**WHAT IS ASKED**.
• A. From the excerpt on the Florence Baptistery mosaic glass, write out the passage that begins at the words "A recent restoration" and stops after the words "in their production.".
• B. According to the excerpt on the Florence Baptistery mosaic glass, what is the diameter of the Baptistery?

**SELECTED EXCERPT**.
A recent restoration of the mosaics of the Baptistery in Florence enabled the collection and analysis of a group of glass tesserae. Twenty-three tesserae, dated between the end of the 13th century and the first half of the 14th century, showing different colors were sampled and analyzed to identify the raw materials, colorants and opacifiers employed in their production.

Chemical analyses of major and minor elements, performed by WDS-EMPA, showed that the sample set can be subdivided into two groups on the basis of the flux employed during production: i) a group of seven samples with high levels of K2O, and ii) a group of sixteen Na-rich samples. Analyses of the main components of the glass, yielded by the vitrifying portion, suggest that two different typologies of raw materials – with different proportions of carbonatic and feldspatic components – were employed for the production of these tesserae. Scanning electron microscopy observations, coupled with EDS qualitative analyses and X-ray powder diffraction experiments, revealed the presence of SnO2 crystals dispersed in a high lead matrix in all the opaque samples, with higher concentrations of particles in the white samples. Spectroscopic analyses using Fibre Optic Reflectance Spectroscopy (FORS) for the identification of chromophores were also conducted on the mosaic tesserae with the aim of acquiring data for integration with information collected in other analyses. This technique was applied in situ, being non-invasive, simple and inexpensive.

The data here obtained are compared with the historical sources available (glass recipe books) to identify the raw materials and the glassmaking techniques employed in view to establish relationships between the existing local production and the analyzed mosaic glass.

Introduction

The Florence Baptistery, dedicated to St. John the Baptist, patron saint of the city, is located in the religious centre of Florence, facing the Cathedral of Santa Maria del Fiore. This majestic sacred building, created to house the cathedral font, has a diameter of 25.6 m. The building needs to be so big because it has to accommodate the crowds of religious believers receiving baptism on just two fixed dates per year.

**SUPPLIED ENTRIES**.

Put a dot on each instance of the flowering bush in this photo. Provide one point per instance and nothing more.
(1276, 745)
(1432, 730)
---
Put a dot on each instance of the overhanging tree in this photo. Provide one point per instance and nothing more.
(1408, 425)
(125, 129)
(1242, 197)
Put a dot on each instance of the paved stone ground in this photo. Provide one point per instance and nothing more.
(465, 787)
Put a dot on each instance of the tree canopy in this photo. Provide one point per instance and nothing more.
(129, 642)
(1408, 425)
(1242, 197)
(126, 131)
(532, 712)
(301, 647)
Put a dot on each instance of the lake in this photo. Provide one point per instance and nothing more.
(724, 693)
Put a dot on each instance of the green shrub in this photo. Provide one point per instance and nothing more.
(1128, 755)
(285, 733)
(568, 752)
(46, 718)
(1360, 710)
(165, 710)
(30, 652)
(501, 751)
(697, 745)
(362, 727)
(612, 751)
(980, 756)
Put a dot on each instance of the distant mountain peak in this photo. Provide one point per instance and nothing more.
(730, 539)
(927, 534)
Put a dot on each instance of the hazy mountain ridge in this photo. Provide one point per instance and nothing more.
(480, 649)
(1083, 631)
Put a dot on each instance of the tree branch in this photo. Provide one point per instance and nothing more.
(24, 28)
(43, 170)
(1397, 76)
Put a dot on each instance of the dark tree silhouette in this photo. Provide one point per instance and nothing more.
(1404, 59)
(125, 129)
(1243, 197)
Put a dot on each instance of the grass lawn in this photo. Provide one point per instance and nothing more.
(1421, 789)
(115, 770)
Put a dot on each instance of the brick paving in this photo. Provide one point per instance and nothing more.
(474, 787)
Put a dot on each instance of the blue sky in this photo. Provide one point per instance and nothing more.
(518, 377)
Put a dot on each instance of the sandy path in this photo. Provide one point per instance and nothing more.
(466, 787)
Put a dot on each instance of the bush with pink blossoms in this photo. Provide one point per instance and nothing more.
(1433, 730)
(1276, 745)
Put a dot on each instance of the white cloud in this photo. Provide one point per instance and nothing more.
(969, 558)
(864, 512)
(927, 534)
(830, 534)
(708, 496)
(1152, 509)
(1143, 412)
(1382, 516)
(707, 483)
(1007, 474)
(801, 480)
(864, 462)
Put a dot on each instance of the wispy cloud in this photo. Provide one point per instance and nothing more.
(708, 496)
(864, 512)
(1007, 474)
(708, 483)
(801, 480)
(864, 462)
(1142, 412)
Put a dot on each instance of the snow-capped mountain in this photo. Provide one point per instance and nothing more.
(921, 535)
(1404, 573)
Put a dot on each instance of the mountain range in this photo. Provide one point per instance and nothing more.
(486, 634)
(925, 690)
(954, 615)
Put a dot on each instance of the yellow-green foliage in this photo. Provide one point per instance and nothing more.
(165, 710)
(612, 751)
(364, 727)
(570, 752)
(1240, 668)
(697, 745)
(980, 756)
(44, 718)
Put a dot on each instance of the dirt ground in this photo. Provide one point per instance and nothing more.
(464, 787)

**ANSWER SET**.
• A.
A recent restoration of the mosaics of the Baptistery in Florence enabled the collection and analysis of a group of glass tesserae. Twenty-three tesserae, dated between the end of the 13th century and the first half of the 14th century, showing different colors were sampled and analyzed to identify the raw materials, colorants and opacifiers employed in their production.

• B. 25.6 m